What you need to do: Start at the line that contains "the grass field" in the listing below and extract every line through the last, exactly; leave pictures out.

Records for the exercise:

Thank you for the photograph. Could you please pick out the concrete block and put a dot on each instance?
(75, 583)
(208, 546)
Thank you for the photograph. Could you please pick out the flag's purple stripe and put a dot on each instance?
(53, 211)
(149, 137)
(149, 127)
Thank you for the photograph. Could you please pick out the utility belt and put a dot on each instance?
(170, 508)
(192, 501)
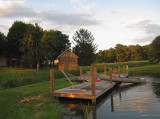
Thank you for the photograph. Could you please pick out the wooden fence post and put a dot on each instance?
(110, 72)
(52, 80)
(127, 69)
(93, 83)
(81, 71)
(124, 70)
(119, 73)
(105, 70)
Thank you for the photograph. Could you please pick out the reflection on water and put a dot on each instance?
(126, 101)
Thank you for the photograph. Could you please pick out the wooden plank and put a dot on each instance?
(106, 89)
(52, 80)
(71, 95)
(122, 80)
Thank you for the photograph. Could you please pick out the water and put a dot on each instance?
(127, 101)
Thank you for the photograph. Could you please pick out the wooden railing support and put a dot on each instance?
(110, 73)
(119, 71)
(124, 70)
(81, 71)
(105, 70)
(127, 69)
(52, 80)
(93, 70)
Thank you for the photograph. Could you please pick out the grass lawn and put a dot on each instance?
(31, 101)
(34, 101)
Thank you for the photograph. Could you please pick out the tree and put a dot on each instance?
(15, 36)
(2, 44)
(56, 43)
(100, 56)
(84, 47)
(122, 53)
(33, 43)
(156, 47)
(111, 55)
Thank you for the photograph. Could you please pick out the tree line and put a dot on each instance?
(123, 53)
(31, 46)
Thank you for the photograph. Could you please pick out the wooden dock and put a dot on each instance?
(88, 90)
(124, 80)
(84, 90)
(94, 88)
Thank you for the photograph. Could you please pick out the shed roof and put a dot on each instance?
(65, 52)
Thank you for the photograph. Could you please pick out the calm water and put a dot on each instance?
(127, 101)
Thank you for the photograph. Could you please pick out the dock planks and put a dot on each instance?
(84, 90)
(124, 80)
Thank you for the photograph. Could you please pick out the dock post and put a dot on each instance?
(112, 103)
(93, 83)
(81, 71)
(118, 71)
(124, 70)
(105, 70)
(52, 80)
(110, 72)
(127, 69)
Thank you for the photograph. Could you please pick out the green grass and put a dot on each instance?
(15, 78)
(45, 107)
(11, 108)
(10, 78)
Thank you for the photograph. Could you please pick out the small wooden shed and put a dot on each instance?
(68, 60)
(3, 60)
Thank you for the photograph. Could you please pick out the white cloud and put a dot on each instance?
(148, 29)
(82, 6)
(15, 9)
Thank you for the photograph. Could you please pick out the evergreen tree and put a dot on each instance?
(85, 49)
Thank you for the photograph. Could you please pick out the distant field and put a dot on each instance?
(10, 78)
(34, 101)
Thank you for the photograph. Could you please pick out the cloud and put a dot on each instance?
(74, 19)
(148, 29)
(4, 28)
(82, 6)
(15, 9)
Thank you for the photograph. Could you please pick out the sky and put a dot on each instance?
(111, 22)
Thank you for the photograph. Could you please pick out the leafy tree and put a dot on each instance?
(136, 52)
(100, 56)
(156, 47)
(111, 55)
(2, 44)
(33, 43)
(15, 36)
(84, 48)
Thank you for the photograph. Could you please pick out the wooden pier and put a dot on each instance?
(88, 90)
(123, 80)
(95, 88)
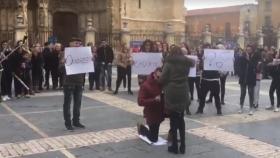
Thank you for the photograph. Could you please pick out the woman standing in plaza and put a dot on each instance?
(176, 90)
(124, 62)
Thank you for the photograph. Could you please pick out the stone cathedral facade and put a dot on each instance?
(92, 20)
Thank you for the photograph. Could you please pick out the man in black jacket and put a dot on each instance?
(73, 87)
(247, 76)
(47, 52)
(105, 57)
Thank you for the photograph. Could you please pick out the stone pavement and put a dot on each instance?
(34, 128)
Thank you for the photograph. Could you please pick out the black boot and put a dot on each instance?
(130, 92)
(182, 135)
(188, 111)
(174, 147)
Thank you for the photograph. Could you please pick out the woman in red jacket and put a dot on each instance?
(151, 99)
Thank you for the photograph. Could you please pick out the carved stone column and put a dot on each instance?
(90, 32)
(125, 35)
(43, 20)
(260, 38)
(241, 40)
(207, 35)
(21, 20)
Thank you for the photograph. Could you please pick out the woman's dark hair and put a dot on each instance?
(187, 47)
(175, 50)
(142, 49)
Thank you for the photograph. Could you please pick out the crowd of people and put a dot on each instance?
(166, 92)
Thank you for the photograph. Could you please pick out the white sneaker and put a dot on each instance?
(251, 112)
(4, 98)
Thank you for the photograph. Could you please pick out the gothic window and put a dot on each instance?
(267, 21)
(268, 5)
(247, 25)
(228, 30)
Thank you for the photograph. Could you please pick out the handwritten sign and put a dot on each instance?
(192, 72)
(78, 60)
(146, 63)
(218, 59)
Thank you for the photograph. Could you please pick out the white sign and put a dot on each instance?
(146, 63)
(192, 72)
(218, 59)
(78, 60)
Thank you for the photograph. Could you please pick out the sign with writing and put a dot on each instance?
(78, 60)
(146, 63)
(192, 72)
(218, 59)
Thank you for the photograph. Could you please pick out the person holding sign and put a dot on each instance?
(123, 68)
(105, 57)
(73, 87)
(274, 71)
(176, 94)
(150, 97)
(210, 82)
(247, 76)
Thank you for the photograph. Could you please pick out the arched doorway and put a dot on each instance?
(65, 26)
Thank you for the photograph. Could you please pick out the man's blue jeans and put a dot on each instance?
(76, 91)
(106, 73)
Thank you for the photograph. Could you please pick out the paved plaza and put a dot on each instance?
(34, 128)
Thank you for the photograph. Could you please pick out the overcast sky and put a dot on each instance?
(199, 4)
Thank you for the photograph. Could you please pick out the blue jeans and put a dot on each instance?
(106, 73)
(69, 91)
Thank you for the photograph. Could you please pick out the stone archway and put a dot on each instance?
(65, 26)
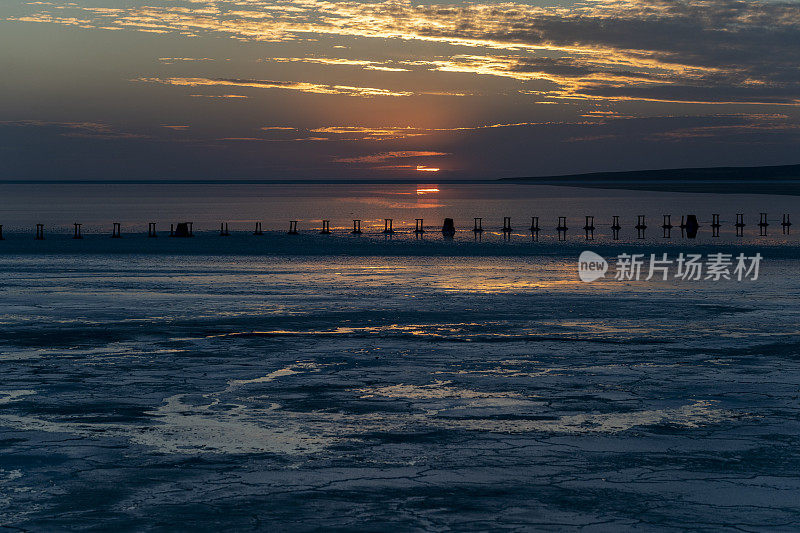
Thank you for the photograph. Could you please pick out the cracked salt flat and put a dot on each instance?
(573, 406)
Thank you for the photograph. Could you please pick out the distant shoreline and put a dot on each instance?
(776, 179)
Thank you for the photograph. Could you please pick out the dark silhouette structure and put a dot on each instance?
(691, 226)
(562, 228)
(762, 225)
(182, 229)
(448, 228)
(588, 228)
(666, 226)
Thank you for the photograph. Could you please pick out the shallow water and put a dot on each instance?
(153, 392)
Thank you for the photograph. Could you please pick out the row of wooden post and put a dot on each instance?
(185, 228)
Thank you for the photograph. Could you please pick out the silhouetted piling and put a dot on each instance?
(182, 229)
(448, 228)
(762, 225)
(641, 225)
(691, 226)
(588, 228)
(666, 226)
(739, 225)
(562, 228)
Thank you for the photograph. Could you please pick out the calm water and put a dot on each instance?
(97, 206)
(212, 390)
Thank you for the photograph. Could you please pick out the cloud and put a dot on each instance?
(694, 51)
(94, 130)
(387, 156)
(305, 87)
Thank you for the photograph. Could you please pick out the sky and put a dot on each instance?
(143, 89)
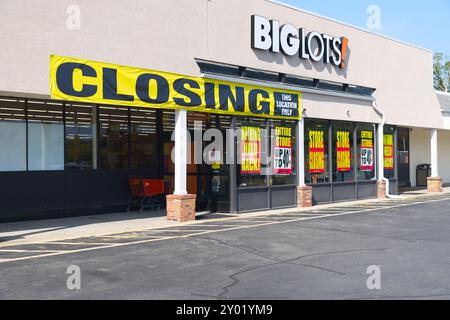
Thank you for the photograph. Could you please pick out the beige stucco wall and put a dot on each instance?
(168, 34)
(420, 152)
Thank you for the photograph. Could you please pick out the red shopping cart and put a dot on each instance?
(146, 194)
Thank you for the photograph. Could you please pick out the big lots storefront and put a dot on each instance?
(261, 113)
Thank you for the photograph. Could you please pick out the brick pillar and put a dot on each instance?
(181, 208)
(304, 196)
(434, 184)
(381, 189)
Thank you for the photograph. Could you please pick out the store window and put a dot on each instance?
(12, 135)
(80, 137)
(365, 152)
(316, 151)
(343, 161)
(283, 147)
(389, 152)
(253, 161)
(113, 137)
(45, 136)
(143, 139)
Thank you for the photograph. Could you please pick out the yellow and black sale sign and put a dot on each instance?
(343, 156)
(104, 83)
(316, 151)
(250, 150)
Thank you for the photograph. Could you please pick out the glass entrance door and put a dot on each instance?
(208, 173)
(403, 158)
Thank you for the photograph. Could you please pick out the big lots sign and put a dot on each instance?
(268, 35)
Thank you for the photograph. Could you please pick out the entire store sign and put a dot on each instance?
(268, 35)
(367, 158)
(104, 83)
(343, 151)
(250, 150)
(283, 151)
(316, 151)
(388, 141)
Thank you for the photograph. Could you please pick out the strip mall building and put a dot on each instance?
(95, 93)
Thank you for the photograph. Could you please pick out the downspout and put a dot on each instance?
(380, 152)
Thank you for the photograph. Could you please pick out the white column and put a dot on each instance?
(180, 152)
(301, 152)
(380, 142)
(434, 153)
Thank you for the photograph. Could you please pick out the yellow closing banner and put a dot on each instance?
(104, 83)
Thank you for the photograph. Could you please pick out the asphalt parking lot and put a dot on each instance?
(317, 254)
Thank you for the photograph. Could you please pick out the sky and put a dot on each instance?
(423, 23)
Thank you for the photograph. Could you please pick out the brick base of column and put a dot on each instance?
(381, 189)
(434, 184)
(180, 208)
(304, 197)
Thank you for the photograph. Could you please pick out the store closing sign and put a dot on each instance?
(388, 141)
(250, 150)
(343, 157)
(97, 82)
(283, 151)
(367, 159)
(316, 151)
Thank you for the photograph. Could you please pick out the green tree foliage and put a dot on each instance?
(441, 72)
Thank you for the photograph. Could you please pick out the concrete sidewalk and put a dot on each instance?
(13, 233)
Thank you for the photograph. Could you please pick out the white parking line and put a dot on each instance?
(117, 245)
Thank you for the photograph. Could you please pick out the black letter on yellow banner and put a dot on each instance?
(143, 84)
(64, 79)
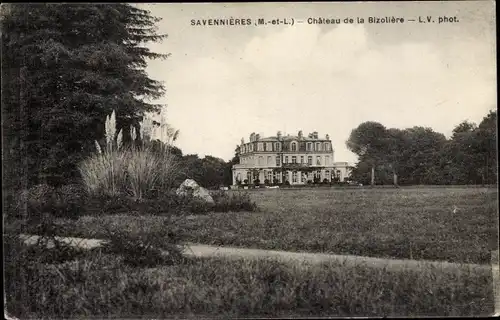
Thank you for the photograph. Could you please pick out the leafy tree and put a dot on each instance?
(67, 67)
(368, 140)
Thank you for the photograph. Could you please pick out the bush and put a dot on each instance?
(168, 203)
(133, 170)
(68, 201)
(236, 201)
(145, 249)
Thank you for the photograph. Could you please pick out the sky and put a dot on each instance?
(225, 82)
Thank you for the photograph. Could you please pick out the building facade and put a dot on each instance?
(297, 159)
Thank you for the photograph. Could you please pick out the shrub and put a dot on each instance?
(134, 171)
(67, 201)
(145, 249)
(236, 201)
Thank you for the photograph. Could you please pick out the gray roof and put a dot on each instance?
(290, 138)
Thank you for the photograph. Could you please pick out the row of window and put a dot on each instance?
(268, 146)
(287, 159)
(297, 177)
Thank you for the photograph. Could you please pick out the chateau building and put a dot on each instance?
(297, 159)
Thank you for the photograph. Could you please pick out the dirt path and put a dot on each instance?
(199, 250)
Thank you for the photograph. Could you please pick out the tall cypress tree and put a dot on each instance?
(65, 67)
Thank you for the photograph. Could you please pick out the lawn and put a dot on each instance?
(451, 224)
(99, 285)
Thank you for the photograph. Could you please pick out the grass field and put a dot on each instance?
(102, 286)
(400, 223)
(416, 223)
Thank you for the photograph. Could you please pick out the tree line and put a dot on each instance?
(419, 155)
(66, 67)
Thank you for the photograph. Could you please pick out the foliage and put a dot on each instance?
(135, 170)
(156, 247)
(66, 67)
(66, 201)
(234, 201)
(420, 155)
(102, 286)
(404, 223)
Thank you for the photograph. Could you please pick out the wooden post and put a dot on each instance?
(373, 176)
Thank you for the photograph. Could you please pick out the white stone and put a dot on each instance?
(189, 185)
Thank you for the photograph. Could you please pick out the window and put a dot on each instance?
(277, 176)
(317, 174)
(269, 176)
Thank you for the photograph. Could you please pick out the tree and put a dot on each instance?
(67, 67)
(369, 141)
(487, 148)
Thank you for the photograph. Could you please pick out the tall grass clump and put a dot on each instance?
(134, 170)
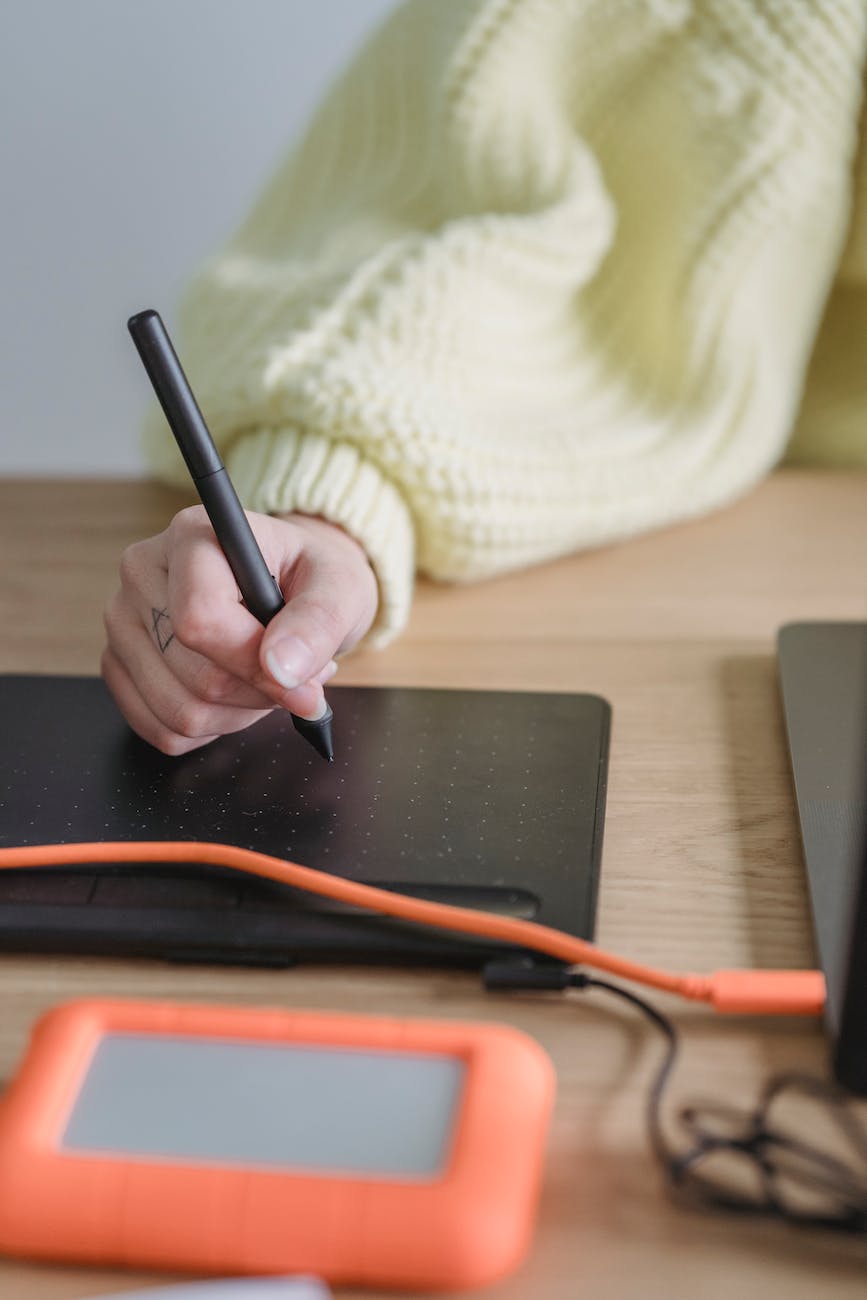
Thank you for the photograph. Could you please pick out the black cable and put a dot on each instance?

Exercise answer:
Thank you for the photograph. Could you please pick out the grass field and put a dot on each instance?
(102, 286)
(400, 223)
(416, 223)
Thank you for the photograph. Could you please pick out the tree line and put a dot on each instance?
(419, 155)
(66, 67)
Thank you for the photograph. Could you please pick out the foliage and put a dot on each instance?
(135, 170)
(156, 247)
(66, 67)
(66, 201)
(234, 201)
(420, 155)
(102, 286)
(404, 223)
Thank you for the photograph. Could you please pick out the wooden post and put a dot on each instance?
(373, 176)
Thank you for the photograph. Could you please pick out the white stone and put a dot on each instance?
(189, 185)
Thank you for the photograph. Could you please pick out the window and put a dot on each instance?
(277, 176)
(317, 174)
(269, 176)
Thank you for the photograph. Could you please pick out the tree and put a dot on each instance?
(67, 67)
(369, 141)
(487, 148)
Thank you for the photograph. Could you please pick out the tall grass clump and put a dot on each instance?
(134, 170)
Thank you for the photograph. Could you please pick out the black cable and put a dot on each instance?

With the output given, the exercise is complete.